AI/ ai · nlp · benchmarks · research

AI Judges Grade Poorly in Languages They Barely Speak

A new study finds that researchers are over-relying on LLM evaluators for low-resource languages, where the models themselves are weakest.

Using AI models to grade other AI outputs is now standard practice — except it may be quietly failing for most of the world's languages.

A new paper reviewed 650 research papers that used large language models as evaluators of natural language generation. Only 33 of those papers examined low-resource or multilingual settings. Among those 33, the researchers found inconsistent results, a near-universal habit of relying on a single judge model, and a tendency to accept AI verdicts without adequate human verification — the same human verification that would reveal whether those verdicts were any good.

The problem compounds itself: LLMs already struggle with low-resource languages, meaning the models being evaluated are weaker in those languages, and the models doing the evaluating are weaker too. Stacking one unreliable system on top of another and calling it a methodology is a risk the NLP field appears to be taking with minimal scrutiny. The paper's authors offer a set of recommendations, though the core fix — more human validation — is also the expensive one nobody wants to pay for.

This is worth watching because LLM-as-a-Judge has become the path of least resistance for evaluation at scale. If the approach is systematically biased toward high-resource languages like English, then benchmarks built on it are measuring how well AI performs for a slice of the global population and presenting the results as universal. That's not a niche methodological footnote — it's a quiet distortion built into how the field measures progress.

··········

§ Work instruction 1: According to the article on AI judges, how many of the 650 reviewed research papers examined low-resource or multilingual settings?
§ Work instruction 2: Reproduce the passage from the article on AI judges, starting with "Using AI models" and going on through "were any good.".
The listing plays no part in this work.

§ Provided data:
··········

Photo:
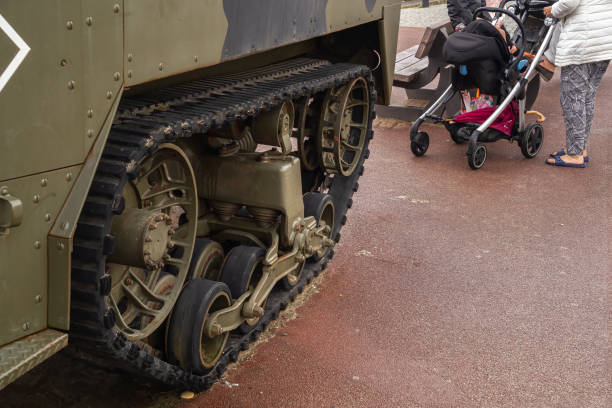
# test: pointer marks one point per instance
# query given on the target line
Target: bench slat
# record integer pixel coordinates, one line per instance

··········

§ Task answer 1: Thirty-three.

§ Task answer 2:
Using AI models to grade other AI outputs is now standard practice — except it may be quietly failing for most of the world's languages.

A new paper reviewed 650 research papers that used large language models as evaluators of natural language generation. Only 33 of those papers examined low-resource or multilingual settings. Among those 33, the researchers found inconsistent results, a near-universal habit of relying on a single judge model, and a tendency to accept AI verdicts without adequate human verification — the same human verification that would reveal whether those verdicts were any good.